Required task: Print every one of the entries below line for line, with no change to any word, number, or punctuation mark.

Provided data:
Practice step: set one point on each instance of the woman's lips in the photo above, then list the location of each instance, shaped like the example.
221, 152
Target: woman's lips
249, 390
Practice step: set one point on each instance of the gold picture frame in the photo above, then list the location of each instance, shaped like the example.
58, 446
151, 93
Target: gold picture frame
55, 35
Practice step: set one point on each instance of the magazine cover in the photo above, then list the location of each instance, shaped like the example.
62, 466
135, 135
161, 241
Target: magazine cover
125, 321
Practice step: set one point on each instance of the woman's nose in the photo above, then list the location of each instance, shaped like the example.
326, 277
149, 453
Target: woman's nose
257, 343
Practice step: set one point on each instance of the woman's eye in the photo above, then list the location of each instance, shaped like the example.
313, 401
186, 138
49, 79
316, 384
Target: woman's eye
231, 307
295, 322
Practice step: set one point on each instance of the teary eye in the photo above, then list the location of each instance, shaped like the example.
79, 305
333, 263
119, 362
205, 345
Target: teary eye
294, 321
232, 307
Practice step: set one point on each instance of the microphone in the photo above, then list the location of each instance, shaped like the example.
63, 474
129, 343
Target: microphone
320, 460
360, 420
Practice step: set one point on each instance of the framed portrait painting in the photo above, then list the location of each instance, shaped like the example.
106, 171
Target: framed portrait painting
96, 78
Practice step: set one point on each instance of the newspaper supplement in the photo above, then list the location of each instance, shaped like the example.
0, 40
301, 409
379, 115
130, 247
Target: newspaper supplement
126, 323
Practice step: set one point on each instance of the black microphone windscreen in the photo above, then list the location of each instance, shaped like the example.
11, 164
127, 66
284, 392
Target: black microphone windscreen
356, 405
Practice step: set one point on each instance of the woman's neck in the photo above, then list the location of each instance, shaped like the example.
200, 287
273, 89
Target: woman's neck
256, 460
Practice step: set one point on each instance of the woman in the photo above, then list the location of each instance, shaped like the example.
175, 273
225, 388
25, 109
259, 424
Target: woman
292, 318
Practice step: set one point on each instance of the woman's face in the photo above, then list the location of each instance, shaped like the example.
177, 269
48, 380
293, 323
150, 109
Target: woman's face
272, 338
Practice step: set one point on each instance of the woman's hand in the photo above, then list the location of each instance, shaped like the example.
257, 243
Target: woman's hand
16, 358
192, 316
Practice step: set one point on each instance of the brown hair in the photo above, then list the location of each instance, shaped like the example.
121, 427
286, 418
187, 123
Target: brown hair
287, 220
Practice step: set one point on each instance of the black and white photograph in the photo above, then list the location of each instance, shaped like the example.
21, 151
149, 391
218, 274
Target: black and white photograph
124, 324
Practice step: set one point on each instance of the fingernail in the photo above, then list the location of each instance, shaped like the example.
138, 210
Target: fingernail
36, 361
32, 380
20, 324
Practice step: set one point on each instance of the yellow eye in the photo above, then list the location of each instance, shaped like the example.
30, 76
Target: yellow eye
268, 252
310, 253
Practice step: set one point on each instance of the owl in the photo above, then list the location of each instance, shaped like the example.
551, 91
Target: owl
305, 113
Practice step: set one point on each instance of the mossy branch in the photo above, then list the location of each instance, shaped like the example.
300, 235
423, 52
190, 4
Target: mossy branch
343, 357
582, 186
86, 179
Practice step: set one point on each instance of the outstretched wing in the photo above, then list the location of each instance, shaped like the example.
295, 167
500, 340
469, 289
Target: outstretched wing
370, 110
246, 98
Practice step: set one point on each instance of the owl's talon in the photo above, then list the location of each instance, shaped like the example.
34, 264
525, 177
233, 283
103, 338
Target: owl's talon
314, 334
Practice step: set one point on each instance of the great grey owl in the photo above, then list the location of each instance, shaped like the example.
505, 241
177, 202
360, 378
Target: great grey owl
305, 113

Solution to this task:
Practice step: set one point on each instance of the woman's lips in the photo above, then list the location of each instance, shaped like the example.
221, 152
Target: woman's lips
249, 390
Practice step: set one point on each instance of the gold picture frame in the photo above, then list the location of each instance, shaped like the example.
58, 446
151, 93
Target: gold picture frame
55, 35
Practice step: set one point on each instance of the magazine cover in the photo above, then list the location of each instance, shaped like the example.
62, 466
135, 135
161, 241
Target: magazine cover
125, 321
Practice step: set one point on each instance of the woman's nose in the photo above, then list the location of each instance, shaped like the example.
326, 277
149, 453
Target: woman's nose
257, 343
Practice step: set one point on each instance of the woman's eye in the photo above, then list the location of each instance, shaped like the example.
313, 401
186, 138
49, 79
316, 384
Target: woman's eye
231, 307
295, 322
Practice step: set one point on each instance of the teary eye in the photo above, then list the location of each instance, shaped like the example.
79, 305
333, 263
119, 362
205, 345
Target: teary eye
294, 321
232, 307
Practice step: set one point on each instance of the microphone in the photo above, then list the location of each instance, shaped like the example.
63, 474
129, 343
Target: microphone
320, 460
360, 420
Practice step: set one point on each instance of the framed portrait painting in the photo above, then list the location of each instance, shaped like the example.
106, 171
Target: framed portrait painting
96, 78
Practice step: set one point on each instance of the newspaper supplement in the photo above, then list the location of each instance, shaped like the example.
0, 40
301, 409
379, 115
130, 247
Target: newspaper supplement
126, 323
Practice step: set one point on each instance of the black microphone windscreen in the photo above, then list the location of each instance, shaped like the example.
11, 164
127, 66
284, 392
Target: black microphone windscreen
356, 405
Practice step: set one point on each instance of the woman's neck in the photo above, then list the location of each instance, shaped like the example.
200, 287
273, 89
Target: woman's neck
256, 460
Practice step: set one point on each instance of the woman in the photo above, then list the location of each instance, shaped like the example.
175, 273
225, 388
25, 109
259, 424
Target: woman
292, 318
Practice step: set one point on each instance of the woman's face in the photo above, then list the location of each instance, shaped like the example.
177, 269
48, 380
293, 323
150, 109
Target: woman's face
272, 338
Practice step: set one point on each instance of the woman's hand in the photo above, then list the location of each instance, shaped like the example.
257, 243
Target: woman's hand
16, 358
192, 316
Practice step: set one point on each instance of the brown hair in the photo above, then list the location of each instance, shaped like the example.
121, 427
286, 418
187, 123
Target: brown hair
287, 220
Practice step: set one point on each instance of the black and white photograph in the photo above, then list the location of each instance, shaped like the example.
21, 151
149, 391
218, 274
Target: black and white photograph
124, 324
Practice step: set one point on each instance of the fingernail in the photo above, then list the location of each instance, shaped like the example.
138, 210
Target: fingernail
36, 361
32, 380
20, 324
Practice step: set one point on each instance of the yellow eye in the photo above, then list the location of each instance, shaped like the example.
30, 76
Target: yellow eye
268, 252
310, 253
Practice step: set one point on each instance of the owl in the photo above, then list the location of each instance, shaped like the example.
551, 91
Target: owl
305, 113
Practice step: set one point on each instance of the mossy branch in the photo above, then list the location of each instance, shaped like the example.
300, 235
423, 52
190, 4
Target: mossy branch
343, 357
582, 186
86, 179
Practice step: set one point on each instance of the outstretched wing in the photo above, then list the location of each instance, shaped like the example.
295, 167
500, 340
469, 289
Target: outstretched wing
370, 110
246, 98
Practice step: set one point on each instance of the owl's talon in the photo above, then list the location of each instance, shaped like the example.
34, 264
525, 177
233, 283
103, 338
Target: owl's talon
314, 334
Practice step: set one point on each instance of the great grey owl in the photo above, then list the location of each instance, shaped like the example.
505, 241
177, 202
360, 378
Target: great grey owl
305, 113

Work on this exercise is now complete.